Print the passage on Republican critics of Trump's hold on the party in full, word for word.

» **DOCUMENT SECTION**

========================================

In a mid-February statement explaining why he was voting to convict Trump over the Capitol riot in the former president’s Senate impeachment trial, GOP Sen. Ben Sasse of Nebraska warned about the dangers of “tribalism.” Sasse was effectively calling out his Republican colleagues who were standing by Trump despite the damning, indisputable evidence against him on top of his relentless attacks on the foundations of America’s democracy.
“Tribalism is a hell of a drug,” Sasse said. “If we allow tribalism to repeatedly blind us against defending our institutions, we will lose them.”
Reacting to the gold statue at CPAC, GOP Rep. Adam Kinzinger of Illinois tweeted, “Idol worship isn’t conservative. #RestoreOurGop.” Kinzinger was one of 10 House Republicans who voted to impeach Trump for inciting the Capitol attack on January 6. Like Sasse, he’s a minority in the party of Trump.
“It makes no sense why anybody thinks embracing a disgraced, twice impeached president is the path forward for the party,” former GOP Rep. Charlie Dent of Pennsylvania said March 1 on CNN. “The fringe elements of the party have too large a voice … it’s a cult of personality.”
Republican Sen. Bill Cassidy of Louisiana, who joined Sasse in voting to convict last month, also thinks the Trump personality cult is a losing formula.
“If we idolize one person, we will lose,” Cassidy told CNN’s Dana Bash in late February. “And that’s kind of clear from the last election.”
Though Trump lost in 2020, he still earned more votes (74.2 million) than any presidential candidate in US history other than Joe Biden. He was an unpolished leader, but that was a large part of his appeal for many Americans turned off by establishment politics — they liked that he wasn’t a traditional politician.
That said, Trump’s unabashed racism and xenophobia also drove many voters away from him while fostering controversial policies that diminished America’s global reputation. Moreover, his bungled handling of the pandemic revealed Trump as incapable or unwilling to lead the country through the crisis. Trump deliberately downplayed the threat of COVID-19 — a virus he contracted and was hospitalized for as president — and America became the epicenter of the pandemic under his watch.

========================================

» **DATA EXTRACTS**
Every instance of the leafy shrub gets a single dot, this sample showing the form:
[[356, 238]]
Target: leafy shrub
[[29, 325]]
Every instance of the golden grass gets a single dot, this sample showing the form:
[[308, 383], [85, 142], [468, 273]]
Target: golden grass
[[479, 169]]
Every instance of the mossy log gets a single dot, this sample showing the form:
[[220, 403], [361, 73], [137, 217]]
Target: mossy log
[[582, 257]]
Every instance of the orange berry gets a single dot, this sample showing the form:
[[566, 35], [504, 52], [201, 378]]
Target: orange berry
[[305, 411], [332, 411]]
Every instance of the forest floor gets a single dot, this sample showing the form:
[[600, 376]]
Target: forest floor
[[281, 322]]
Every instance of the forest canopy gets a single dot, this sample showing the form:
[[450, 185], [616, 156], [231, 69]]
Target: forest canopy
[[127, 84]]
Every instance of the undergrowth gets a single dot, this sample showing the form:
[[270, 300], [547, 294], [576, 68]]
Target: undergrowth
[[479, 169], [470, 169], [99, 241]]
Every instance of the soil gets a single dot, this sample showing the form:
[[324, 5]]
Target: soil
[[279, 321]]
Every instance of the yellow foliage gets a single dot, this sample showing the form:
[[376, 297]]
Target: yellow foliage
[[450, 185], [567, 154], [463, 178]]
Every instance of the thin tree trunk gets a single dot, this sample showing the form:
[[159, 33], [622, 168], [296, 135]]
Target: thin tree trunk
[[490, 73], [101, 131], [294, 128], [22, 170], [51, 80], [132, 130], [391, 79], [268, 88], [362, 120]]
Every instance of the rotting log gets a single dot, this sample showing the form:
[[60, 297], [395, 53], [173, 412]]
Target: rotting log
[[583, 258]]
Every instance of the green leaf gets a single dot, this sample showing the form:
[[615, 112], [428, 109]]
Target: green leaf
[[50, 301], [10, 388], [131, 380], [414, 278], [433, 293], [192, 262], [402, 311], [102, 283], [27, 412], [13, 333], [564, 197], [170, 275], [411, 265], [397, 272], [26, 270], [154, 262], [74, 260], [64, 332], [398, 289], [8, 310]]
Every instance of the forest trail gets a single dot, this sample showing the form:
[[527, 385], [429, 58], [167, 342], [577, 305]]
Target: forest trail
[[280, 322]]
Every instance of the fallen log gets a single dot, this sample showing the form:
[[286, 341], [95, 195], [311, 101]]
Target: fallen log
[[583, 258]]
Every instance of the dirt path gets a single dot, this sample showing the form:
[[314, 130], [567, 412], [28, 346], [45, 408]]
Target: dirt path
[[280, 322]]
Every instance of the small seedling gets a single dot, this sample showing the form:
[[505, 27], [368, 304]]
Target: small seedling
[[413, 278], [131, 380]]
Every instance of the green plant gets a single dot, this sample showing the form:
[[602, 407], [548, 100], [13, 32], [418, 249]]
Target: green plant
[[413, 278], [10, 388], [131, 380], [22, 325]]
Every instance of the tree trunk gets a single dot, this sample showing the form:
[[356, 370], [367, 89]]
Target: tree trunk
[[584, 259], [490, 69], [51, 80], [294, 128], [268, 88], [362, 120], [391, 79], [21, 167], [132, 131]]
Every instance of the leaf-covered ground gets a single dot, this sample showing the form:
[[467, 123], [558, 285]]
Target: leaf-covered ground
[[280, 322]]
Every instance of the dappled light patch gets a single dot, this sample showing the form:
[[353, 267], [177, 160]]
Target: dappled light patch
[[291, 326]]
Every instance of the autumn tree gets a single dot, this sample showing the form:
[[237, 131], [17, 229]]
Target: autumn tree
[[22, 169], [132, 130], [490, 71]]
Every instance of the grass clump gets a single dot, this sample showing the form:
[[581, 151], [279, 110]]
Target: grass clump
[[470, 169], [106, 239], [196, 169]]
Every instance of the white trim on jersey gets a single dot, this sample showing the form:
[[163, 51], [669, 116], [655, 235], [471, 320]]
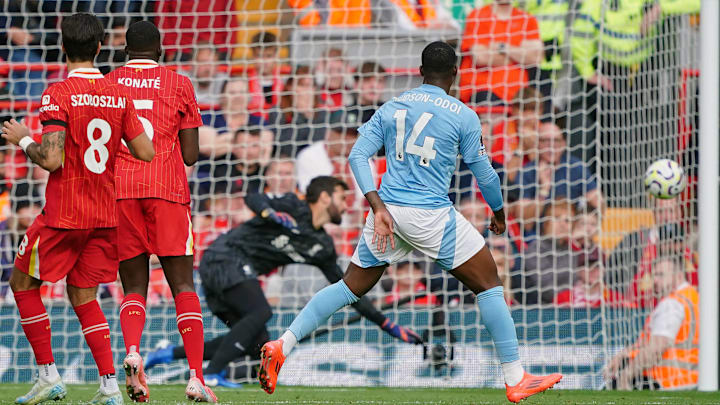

========================================

» **FINISHED TASK**
In a mid-February statement explaining why he was voting to convict Trump over the Capitol riot in the former president’s Senate impeachment trial, GOP Sen. Ben Sasse of Nebraska warned about the dangers of “tribalism.” Sasse was effectively calling out his Republican colleagues who were standing by Trump despite the damning, indisputable evidence against him on top of his relentless attacks on the foundations of America’s democracy.
“Tribalism is a hell of a drug,” Sasse said. “If we allow tribalism to repeatedly blind us against defending our institutions, we will lose them.”
Reacting to the gold statue at CPAC, GOP Rep. Adam Kinzinger of Illinois tweeted, “Idol worship isn’t conservative. #RestoreOurGop.” Kinzinger was one of 10 House Republicans who voted to impeach Trump for inciting the Capitol attack on January 6. Like Sasse, he’s a minority in the party of Trump.
“It makes no sense why anybody thinks embracing a disgraced, twice impeached president is the path forward for the party,” former GOP Rep. Charlie Dent of Pennsylvania said March 1 on CNN. “The fringe elements of the party have too large a voice … it’s a cult of personality.”
Republican Sen. Bill Cassidy of Louisiana, who joined Sasse in voting to convict last month, also thinks the Trump personality cult is a losing formula.
“If we idolize one person, we will lose,” Cassidy told CNN’s Dana Bash in late February. “And that’s kind of clear from the last election.”
Though Trump lost in 2020, he still earned more votes (74.2 million) than any presidential candidate in US history other than Joe Biden. He was an unpolished leader, but that was a large part of his appeal for many Americans turned off by establishment politics — they liked that he wasn’t a traditional politician.
That said, Trump’s unabashed racism and xenophobia also drove many voters away from him while fostering controversial policies that diminished America’s global reputation. Moreover, his bungled handling of the pandemic revealed Trump as incapable or unwilling to lead the country through the crisis. Trump deliberately downplayed the threat of COVID-19 — a virus he contracted and was hospitalized for as president — and America became the epicenter of the pandemic under his watch.